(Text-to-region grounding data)
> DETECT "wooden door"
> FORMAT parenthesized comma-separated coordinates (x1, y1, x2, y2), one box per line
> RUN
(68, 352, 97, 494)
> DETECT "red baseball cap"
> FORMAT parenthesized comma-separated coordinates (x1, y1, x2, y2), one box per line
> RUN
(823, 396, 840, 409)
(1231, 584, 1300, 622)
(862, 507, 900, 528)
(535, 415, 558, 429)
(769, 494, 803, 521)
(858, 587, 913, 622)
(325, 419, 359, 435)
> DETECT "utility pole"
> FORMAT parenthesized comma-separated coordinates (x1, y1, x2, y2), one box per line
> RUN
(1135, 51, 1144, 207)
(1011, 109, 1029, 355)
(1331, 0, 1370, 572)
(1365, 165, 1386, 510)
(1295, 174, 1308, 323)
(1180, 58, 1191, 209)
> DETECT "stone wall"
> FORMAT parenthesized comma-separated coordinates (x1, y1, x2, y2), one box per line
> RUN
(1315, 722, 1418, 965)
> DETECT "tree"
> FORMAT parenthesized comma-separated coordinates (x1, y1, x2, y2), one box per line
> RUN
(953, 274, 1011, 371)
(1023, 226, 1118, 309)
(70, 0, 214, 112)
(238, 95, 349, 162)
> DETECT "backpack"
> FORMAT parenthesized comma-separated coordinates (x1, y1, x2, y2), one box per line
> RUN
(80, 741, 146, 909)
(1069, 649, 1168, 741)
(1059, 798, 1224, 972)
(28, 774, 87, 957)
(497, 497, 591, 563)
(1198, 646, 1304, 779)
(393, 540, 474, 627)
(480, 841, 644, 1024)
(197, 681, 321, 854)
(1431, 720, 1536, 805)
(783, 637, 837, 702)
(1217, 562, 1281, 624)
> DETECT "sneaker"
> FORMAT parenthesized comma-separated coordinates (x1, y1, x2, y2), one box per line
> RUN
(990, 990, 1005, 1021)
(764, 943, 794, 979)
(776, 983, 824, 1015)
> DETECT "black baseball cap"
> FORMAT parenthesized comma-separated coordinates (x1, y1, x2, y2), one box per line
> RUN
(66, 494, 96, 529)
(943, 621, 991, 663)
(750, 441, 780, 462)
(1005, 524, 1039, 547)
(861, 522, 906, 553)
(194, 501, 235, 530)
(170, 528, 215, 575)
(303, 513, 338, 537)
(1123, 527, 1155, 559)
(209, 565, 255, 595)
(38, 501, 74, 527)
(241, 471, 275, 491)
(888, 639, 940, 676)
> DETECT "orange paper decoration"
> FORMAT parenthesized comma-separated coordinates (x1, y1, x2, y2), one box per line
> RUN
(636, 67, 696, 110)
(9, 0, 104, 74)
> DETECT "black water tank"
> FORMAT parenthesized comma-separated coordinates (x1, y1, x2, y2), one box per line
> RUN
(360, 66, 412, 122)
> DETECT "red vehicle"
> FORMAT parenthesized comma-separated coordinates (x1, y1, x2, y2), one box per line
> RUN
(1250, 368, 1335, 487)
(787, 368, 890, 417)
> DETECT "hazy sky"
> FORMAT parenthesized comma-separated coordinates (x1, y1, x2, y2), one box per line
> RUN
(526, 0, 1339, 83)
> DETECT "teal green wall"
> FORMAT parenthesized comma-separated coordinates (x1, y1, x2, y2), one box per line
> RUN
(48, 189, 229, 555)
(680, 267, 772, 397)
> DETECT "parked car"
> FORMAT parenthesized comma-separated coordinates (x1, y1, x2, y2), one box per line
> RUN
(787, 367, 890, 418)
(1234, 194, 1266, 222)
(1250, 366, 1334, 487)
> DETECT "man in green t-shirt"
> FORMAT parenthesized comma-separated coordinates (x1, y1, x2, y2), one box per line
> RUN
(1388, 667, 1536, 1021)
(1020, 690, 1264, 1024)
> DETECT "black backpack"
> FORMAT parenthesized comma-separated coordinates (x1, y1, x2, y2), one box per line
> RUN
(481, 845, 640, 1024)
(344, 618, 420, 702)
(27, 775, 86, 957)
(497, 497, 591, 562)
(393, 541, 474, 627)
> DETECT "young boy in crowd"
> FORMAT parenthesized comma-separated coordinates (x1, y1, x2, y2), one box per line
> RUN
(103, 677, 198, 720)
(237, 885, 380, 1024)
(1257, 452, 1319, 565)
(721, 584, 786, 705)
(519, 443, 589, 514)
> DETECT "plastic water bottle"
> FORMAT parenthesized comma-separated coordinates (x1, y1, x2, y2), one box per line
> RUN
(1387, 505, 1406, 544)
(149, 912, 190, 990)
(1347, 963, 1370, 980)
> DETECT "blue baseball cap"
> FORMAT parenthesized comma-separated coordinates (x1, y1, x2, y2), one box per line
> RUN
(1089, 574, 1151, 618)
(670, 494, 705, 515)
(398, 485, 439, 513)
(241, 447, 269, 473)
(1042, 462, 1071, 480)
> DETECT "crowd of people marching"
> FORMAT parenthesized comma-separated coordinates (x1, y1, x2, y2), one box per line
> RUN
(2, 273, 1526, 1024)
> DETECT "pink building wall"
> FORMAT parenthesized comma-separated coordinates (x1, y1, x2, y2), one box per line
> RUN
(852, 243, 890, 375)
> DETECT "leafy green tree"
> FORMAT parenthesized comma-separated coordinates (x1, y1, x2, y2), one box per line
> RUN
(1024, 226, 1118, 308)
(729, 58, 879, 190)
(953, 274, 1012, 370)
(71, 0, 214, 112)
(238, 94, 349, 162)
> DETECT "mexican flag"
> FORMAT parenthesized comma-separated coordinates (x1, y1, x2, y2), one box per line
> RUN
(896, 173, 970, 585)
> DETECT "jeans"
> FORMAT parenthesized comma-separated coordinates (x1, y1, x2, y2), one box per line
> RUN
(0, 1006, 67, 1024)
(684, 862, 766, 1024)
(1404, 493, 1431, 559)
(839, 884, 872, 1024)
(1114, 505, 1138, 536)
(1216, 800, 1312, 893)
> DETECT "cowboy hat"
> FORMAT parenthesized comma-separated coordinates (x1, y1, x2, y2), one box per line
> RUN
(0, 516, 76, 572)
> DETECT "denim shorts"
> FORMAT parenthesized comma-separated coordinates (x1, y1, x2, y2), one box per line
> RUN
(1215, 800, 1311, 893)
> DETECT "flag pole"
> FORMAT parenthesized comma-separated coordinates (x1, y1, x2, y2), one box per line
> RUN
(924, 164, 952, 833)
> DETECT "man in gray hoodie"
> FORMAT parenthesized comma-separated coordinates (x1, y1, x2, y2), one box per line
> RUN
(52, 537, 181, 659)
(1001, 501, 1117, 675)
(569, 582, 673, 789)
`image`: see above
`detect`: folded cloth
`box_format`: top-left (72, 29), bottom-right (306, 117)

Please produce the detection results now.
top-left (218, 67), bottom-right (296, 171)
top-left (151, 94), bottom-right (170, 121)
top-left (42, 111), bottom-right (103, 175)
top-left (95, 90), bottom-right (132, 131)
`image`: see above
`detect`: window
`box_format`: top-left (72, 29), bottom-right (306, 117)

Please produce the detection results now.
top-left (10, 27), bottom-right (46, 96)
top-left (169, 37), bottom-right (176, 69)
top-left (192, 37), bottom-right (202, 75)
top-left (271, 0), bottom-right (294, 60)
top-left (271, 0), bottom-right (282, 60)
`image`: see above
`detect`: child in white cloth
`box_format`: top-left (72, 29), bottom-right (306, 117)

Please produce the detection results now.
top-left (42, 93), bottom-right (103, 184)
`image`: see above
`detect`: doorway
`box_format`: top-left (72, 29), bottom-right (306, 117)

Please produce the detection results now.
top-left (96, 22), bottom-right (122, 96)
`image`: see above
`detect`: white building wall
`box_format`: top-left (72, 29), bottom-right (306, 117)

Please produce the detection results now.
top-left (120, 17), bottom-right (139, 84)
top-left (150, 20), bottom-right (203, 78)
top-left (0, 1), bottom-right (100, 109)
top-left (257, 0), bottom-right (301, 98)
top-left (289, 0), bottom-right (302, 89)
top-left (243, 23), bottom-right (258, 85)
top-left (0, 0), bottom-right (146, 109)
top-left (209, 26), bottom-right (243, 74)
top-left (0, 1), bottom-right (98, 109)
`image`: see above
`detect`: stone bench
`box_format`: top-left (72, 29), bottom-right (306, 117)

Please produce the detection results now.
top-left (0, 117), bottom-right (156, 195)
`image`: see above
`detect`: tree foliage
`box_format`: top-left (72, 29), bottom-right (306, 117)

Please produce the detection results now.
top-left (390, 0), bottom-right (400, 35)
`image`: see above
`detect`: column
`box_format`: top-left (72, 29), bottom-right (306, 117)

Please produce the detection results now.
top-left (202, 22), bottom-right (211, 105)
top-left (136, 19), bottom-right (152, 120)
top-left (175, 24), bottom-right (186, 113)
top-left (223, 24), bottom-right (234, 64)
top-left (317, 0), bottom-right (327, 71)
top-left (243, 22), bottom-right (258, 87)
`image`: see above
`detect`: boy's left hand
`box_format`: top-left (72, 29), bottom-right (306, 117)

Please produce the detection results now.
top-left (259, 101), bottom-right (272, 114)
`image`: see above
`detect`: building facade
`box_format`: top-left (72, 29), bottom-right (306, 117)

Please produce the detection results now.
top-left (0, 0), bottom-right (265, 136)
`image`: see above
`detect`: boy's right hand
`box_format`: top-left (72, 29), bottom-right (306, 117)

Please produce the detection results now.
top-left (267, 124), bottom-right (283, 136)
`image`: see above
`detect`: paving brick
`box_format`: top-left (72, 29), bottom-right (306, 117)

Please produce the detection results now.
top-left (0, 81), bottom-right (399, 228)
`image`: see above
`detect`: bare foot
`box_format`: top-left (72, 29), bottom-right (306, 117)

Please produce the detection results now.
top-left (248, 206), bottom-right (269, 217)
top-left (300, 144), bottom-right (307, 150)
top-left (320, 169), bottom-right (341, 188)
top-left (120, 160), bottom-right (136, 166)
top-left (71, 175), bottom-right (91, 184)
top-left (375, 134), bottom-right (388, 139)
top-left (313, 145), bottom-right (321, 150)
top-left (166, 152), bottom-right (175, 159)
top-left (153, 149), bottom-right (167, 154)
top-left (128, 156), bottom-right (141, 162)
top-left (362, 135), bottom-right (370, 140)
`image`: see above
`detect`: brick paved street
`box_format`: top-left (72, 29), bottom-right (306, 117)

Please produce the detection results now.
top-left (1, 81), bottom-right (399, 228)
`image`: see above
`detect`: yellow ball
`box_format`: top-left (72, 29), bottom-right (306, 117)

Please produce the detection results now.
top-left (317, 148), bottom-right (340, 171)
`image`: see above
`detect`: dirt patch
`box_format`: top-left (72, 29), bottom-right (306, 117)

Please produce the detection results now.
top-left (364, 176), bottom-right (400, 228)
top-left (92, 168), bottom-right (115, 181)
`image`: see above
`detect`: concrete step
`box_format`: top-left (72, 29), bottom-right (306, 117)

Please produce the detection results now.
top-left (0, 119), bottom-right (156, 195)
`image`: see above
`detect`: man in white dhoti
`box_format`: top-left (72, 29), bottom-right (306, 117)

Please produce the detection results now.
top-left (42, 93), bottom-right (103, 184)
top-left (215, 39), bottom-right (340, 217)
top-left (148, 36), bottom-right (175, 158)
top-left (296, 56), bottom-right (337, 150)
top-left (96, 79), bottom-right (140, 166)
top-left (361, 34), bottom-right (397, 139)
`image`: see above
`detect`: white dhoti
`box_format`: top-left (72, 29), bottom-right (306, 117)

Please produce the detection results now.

Exercise brief:
Find the word "flag" in the entries. Copy each line that holds it.

Reply to the task:
> DETECT "mexican flag"
> DETECT "flag pole"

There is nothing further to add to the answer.